··· Data for this task ···
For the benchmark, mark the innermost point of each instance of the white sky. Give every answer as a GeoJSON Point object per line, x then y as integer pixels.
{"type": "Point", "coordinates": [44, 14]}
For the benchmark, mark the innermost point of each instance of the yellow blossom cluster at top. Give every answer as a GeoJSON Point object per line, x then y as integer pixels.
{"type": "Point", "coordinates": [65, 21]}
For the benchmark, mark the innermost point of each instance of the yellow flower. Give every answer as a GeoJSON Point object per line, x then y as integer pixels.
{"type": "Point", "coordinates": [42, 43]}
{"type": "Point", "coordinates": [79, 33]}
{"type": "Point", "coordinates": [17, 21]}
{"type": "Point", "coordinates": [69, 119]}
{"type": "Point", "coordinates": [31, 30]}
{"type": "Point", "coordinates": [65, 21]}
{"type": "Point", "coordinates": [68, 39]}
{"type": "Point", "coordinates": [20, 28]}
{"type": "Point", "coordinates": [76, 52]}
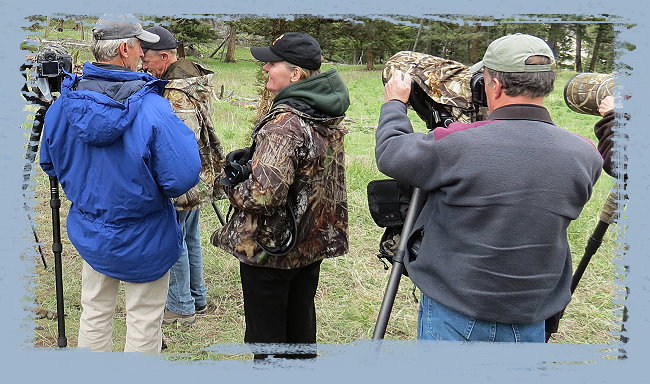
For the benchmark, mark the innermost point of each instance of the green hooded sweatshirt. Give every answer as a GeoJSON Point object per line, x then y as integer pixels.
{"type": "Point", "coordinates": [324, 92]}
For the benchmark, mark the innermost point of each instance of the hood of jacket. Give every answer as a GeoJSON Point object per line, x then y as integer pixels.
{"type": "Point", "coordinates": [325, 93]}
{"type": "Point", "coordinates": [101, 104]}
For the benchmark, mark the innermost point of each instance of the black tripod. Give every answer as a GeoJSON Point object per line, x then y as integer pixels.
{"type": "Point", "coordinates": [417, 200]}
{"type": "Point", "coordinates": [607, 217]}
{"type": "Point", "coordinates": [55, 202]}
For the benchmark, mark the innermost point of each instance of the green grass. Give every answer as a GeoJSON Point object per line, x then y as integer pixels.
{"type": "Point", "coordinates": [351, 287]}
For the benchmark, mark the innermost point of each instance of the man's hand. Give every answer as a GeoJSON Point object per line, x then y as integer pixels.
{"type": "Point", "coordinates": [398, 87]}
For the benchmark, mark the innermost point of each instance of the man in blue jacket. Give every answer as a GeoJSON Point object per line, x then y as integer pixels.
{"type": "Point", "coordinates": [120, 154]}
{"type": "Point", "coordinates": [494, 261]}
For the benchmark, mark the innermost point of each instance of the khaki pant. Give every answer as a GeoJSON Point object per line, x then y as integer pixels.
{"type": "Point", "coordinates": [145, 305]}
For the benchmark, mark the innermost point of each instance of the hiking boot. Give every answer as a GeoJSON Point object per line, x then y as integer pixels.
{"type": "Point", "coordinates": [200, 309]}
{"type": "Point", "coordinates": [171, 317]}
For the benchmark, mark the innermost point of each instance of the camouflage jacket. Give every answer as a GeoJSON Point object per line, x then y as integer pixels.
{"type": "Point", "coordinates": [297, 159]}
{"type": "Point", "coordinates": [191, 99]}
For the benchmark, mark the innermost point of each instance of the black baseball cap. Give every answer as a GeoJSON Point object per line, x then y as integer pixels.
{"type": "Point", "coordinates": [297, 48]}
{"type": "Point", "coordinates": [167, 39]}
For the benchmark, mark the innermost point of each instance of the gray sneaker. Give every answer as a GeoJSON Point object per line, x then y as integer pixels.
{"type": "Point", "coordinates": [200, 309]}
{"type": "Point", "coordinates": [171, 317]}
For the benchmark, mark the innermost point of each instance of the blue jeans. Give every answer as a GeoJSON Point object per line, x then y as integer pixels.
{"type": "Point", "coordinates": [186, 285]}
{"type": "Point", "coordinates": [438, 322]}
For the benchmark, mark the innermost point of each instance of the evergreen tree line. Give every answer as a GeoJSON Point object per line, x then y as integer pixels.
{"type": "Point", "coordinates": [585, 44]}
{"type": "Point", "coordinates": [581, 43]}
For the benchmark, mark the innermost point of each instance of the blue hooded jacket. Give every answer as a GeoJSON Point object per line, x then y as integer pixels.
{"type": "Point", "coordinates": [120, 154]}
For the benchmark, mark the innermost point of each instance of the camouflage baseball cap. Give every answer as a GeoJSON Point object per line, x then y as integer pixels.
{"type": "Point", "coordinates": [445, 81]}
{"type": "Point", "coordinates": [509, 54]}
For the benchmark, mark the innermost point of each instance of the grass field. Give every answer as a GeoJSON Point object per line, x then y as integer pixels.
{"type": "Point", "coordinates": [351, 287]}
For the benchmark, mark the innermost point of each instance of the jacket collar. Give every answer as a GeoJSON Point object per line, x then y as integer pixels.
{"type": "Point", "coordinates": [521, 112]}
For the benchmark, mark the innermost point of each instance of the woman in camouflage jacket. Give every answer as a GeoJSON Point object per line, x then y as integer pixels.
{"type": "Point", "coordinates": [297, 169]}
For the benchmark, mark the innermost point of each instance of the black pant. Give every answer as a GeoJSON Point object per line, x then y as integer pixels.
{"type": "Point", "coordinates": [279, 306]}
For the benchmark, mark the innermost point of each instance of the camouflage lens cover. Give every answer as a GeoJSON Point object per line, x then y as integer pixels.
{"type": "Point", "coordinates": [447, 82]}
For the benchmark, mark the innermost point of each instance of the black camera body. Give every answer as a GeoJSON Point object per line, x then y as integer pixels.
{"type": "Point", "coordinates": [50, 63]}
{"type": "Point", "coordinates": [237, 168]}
···
Write out all the records above again, switching every "innermost point" to "central point" and keeping everything else unchanged. Leave the pictures out.

- **Solution for this task**
For the benchmark, mark the central point of each instance of the white sky. Give every answer as a GeoJSON Point object per line, x then y as integer pixels.
{"type": "Point", "coordinates": [44, 14]}
For the benchmark, mark the central point of each instance of the yellow blossom cluster at top. Give every answer as a GeoJSON Point object per line, x then y as integer pixels.
{"type": "Point", "coordinates": [65, 21]}
For the benchmark, mark the central point of each instance of the yellow flower. Give every answer as a GeoJSON Point object per line, x then y as integer pixels.
{"type": "Point", "coordinates": [42, 43]}
{"type": "Point", "coordinates": [79, 33]}
{"type": "Point", "coordinates": [17, 21]}
{"type": "Point", "coordinates": [69, 119]}
{"type": "Point", "coordinates": [31, 30]}
{"type": "Point", "coordinates": [65, 21]}
{"type": "Point", "coordinates": [68, 39]}
{"type": "Point", "coordinates": [20, 28]}
{"type": "Point", "coordinates": [76, 52]}
For the benchmark, mark the central point of each instance of the green hooded sweatshirt. Give every answer as a GeoJSON Point object per line, x then y as integer pixels.
{"type": "Point", "coordinates": [324, 92]}
For the benchmark, mark the central point of each instance of the hood of jacket. Give every answer as a GeoJSON Point object per line, x then y as integer pixels.
{"type": "Point", "coordinates": [325, 93]}
{"type": "Point", "coordinates": [101, 104]}
For the benchmark, mark the central point of each instance of the black tripod. Give every answer as a GeoJSON Point object per line, x then y as integer pixels.
{"type": "Point", "coordinates": [417, 200]}
{"type": "Point", "coordinates": [607, 217]}
{"type": "Point", "coordinates": [55, 202]}
For the benchmark, mark the central point of each instance of the green grass. Give every answer as a GeoJSON Point object per line, x then y as integer pixels.
{"type": "Point", "coordinates": [351, 287]}
For the benchmark, mark the central point of each instance of the man's hand. Give every answer as a GeoJSON Point object per line, x then y as integer pixels.
{"type": "Point", "coordinates": [398, 87]}
For the benchmark, mark the central point of each instance of the man in blue jacket. Give every answer as a GeoJSON Point object per line, x then y as integer pixels.
{"type": "Point", "coordinates": [120, 154]}
{"type": "Point", "coordinates": [494, 261]}
For the benchmark, mark the central point of each instance of the khaki pant. Give every answer as a GeoJSON Point object per line, x then y as integer pixels.
{"type": "Point", "coordinates": [145, 305]}
For the benchmark, mark the central point of each instance of the hiking boot. Give every answer as a GeoJSON Point object per line, x then y as integer pixels.
{"type": "Point", "coordinates": [200, 309]}
{"type": "Point", "coordinates": [171, 317]}
For the benchmark, mark the central point of each instance of the camouflage jacket. Give every answer as a GeoJSON Point object per line, x then y as integer pixels.
{"type": "Point", "coordinates": [297, 159]}
{"type": "Point", "coordinates": [191, 99]}
For the benchmark, mark the central point of each instance of the black baseball cap. Give every answer as a GeoJSON Point object per line, x then y as integer pixels.
{"type": "Point", "coordinates": [297, 48]}
{"type": "Point", "coordinates": [167, 39]}
For the benchmark, mark the central point of each instance of the gray sneaker. Give every answer as a GeoJSON Point object per line, x then y as integer pixels.
{"type": "Point", "coordinates": [200, 309]}
{"type": "Point", "coordinates": [171, 317]}
For the benchmark, mark the central point of each instance of the blue jeans. Give every answer as a GeoJSON Point object per line, x then y as integer pixels.
{"type": "Point", "coordinates": [186, 285]}
{"type": "Point", "coordinates": [438, 322]}
For the benchmark, mark the central point of each instance of the evergreen tree line. Give every answer as a GeoJSON Point object per line, x then y as integer pixels.
{"type": "Point", "coordinates": [585, 44]}
{"type": "Point", "coordinates": [581, 43]}
For the benchmark, mark the central point of each instance of the blue hooded jacket. Give every answer as a GeoJSON Point object per line, x then y as integer pixels.
{"type": "Point", "coordinates": [120, 154]}
For the benchmark, mark the central point of each instance of the camouflage baseball cap. Give every answer as a GeoJSON Point object per line, x then y as integer pixels.
{"type": "Point", "coordinates": [445, 81]}
{"type": "Point", "coordinates": [509, 54]}
For the benchmark, mark the central point of each instance of the grass field. Give every answer as a GeoJSON Point object per line, x then y as integer pixels.
{"type": "Point", "coordinates": [351, 287]}
For the benchmark, mark the central point of each instance of the jacket collar. Give every answer as a GeoJSON Point object per line, x then y as integer pixels.
{"type": "Point", "coordinates": [521, 112]}
For the benchmark, mark the central point of each instance of the woman in camouflage jacket. Give every answer as a GeoJSON Point object per line, x then y as integer pixels.
{"type": "Point", "coordinates": [297, 169]}
For the benchmark, mark the central point of each instance of the black pant. Give every answer as a GeoJSON Point object per line, x then y as integer pixels.
{"type": "Point", "coordinates": [279, 306]}
For the benchmark, mark the central point of each instance of the camouflage lens cover. Give every answer as a GeoJSON Point object per line, x then y as integer pixels.
{"type": "Point", "coordinates": [447, 82]}
For the benchmark, mark the central point of each instance of the black camera body. Give every answer as a GeoJSON Point object per line, x then y as integer pixels.
{"type": "Point", "coordinates": [50, 63]}
{"type": "Point", "coordinates": [237, 168]}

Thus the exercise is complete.